# Task instructions
Whenever the word "tattoo" shows up in a line of the data, copy that line.

*** Opening Input data ***

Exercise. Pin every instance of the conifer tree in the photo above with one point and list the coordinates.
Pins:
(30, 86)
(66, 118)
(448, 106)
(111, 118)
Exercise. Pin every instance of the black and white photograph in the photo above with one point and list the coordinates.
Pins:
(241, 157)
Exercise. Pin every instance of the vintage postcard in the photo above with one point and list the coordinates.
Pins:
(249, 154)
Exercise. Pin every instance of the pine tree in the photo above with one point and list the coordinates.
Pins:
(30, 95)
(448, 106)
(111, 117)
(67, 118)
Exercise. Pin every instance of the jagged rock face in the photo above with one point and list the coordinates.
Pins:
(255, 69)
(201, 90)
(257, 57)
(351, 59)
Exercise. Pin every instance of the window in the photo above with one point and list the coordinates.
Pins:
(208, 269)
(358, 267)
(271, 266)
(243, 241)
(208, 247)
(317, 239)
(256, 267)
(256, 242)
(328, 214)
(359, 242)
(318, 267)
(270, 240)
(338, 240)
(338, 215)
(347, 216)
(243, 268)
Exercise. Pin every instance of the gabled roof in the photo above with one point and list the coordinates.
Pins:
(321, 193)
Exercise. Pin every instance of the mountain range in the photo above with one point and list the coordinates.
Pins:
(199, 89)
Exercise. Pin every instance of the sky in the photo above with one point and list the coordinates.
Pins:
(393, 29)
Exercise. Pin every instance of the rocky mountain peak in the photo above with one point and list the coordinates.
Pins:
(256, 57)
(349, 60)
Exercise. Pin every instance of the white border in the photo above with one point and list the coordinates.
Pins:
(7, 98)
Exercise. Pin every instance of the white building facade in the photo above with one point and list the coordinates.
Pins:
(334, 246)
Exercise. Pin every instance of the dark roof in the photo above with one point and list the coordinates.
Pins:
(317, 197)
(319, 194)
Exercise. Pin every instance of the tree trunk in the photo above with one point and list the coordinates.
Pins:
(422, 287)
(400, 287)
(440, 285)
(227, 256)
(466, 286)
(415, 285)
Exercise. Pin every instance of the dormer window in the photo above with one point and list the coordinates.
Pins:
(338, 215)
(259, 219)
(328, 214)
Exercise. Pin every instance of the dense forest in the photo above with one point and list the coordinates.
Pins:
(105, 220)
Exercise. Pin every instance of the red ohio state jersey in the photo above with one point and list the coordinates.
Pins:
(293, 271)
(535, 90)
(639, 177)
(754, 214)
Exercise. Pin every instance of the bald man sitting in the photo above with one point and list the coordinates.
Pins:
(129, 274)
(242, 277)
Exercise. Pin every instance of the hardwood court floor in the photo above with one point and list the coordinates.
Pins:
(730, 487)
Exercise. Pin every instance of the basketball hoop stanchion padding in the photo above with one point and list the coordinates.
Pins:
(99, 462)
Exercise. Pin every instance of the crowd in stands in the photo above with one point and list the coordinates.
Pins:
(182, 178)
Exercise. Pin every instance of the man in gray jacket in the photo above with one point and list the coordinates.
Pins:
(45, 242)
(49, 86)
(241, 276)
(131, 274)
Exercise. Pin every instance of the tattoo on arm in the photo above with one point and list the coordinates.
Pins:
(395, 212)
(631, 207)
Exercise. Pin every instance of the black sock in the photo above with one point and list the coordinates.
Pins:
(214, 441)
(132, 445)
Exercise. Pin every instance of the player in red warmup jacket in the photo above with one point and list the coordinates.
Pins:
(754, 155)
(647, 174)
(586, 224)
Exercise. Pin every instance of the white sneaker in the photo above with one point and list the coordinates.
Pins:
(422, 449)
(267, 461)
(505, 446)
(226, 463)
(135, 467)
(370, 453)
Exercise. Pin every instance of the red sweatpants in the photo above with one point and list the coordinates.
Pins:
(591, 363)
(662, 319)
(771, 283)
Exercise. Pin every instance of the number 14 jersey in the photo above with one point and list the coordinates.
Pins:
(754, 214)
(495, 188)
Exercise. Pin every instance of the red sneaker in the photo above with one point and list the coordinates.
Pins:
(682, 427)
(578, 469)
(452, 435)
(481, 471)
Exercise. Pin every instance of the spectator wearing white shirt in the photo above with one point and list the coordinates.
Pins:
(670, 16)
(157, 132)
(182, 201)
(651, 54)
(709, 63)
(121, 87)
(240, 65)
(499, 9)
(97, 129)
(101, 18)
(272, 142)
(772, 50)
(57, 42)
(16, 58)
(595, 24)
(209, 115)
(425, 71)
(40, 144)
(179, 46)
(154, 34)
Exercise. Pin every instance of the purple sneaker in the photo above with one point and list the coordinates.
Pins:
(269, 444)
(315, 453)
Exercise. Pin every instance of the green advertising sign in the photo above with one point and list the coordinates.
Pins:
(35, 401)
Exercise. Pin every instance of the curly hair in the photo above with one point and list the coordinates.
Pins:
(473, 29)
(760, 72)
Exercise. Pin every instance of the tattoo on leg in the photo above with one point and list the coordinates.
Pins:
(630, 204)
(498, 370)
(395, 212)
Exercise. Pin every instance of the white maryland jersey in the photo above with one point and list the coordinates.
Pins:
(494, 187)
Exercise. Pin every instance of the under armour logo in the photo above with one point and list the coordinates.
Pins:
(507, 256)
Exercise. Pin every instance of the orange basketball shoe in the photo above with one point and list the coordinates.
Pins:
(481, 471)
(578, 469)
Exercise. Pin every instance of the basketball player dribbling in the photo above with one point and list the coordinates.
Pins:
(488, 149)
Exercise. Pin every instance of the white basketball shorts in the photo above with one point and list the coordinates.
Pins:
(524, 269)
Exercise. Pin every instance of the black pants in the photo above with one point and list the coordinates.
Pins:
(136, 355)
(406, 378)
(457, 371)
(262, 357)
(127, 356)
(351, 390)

*** Closing Input data ***

# Solution
Exercise. Pin every instance of the tattoo on arm in the photo above with one point and list the coordinates.
Exercise. Pin every instance of the tattoo on leg in the photo above with one point and list the coordinates.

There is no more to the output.